== Task directions ==
Which lines in the rows below contain the word "dark"? Collect every one of them.

== Provided information ==

>> BEGIN

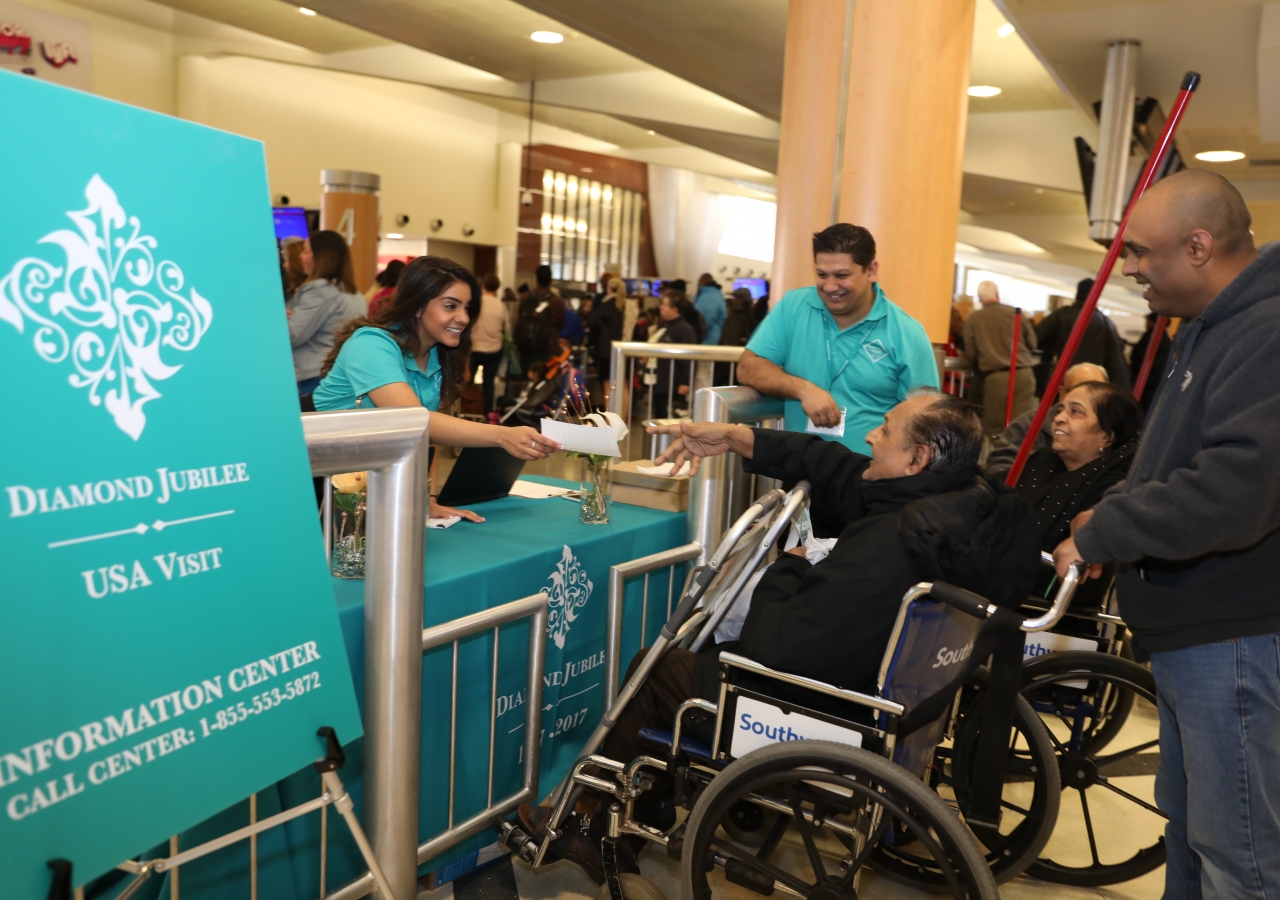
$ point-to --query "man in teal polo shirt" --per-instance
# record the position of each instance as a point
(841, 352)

>> END
>> BEGIN

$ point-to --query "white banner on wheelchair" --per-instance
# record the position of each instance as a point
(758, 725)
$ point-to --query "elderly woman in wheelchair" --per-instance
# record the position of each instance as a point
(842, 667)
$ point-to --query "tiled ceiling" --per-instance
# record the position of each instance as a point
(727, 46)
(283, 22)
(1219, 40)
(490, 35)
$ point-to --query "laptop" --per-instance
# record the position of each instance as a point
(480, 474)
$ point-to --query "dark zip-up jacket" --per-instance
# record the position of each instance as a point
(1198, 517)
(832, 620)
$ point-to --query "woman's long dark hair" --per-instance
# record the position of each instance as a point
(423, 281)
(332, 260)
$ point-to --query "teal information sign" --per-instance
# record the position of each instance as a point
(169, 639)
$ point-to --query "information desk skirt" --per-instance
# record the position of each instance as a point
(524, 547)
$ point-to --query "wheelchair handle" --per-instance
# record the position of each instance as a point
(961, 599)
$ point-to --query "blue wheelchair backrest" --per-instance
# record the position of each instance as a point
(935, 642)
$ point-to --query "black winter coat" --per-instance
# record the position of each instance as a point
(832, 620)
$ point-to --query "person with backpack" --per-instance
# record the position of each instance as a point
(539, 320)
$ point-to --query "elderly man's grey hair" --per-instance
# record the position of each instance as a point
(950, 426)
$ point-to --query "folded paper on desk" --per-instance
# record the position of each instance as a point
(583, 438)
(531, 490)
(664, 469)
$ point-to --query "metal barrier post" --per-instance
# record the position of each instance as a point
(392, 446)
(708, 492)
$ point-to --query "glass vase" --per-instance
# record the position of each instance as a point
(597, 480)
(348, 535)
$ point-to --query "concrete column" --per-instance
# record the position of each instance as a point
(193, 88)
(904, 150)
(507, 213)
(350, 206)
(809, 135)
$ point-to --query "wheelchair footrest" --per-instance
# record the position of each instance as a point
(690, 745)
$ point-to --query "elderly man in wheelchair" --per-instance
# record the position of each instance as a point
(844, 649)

>> END

== Output of the task ==
$ point-to --query "dark zip-up jacket" --per-instance
$ point-to --query "woman's long dark hair" --per-instance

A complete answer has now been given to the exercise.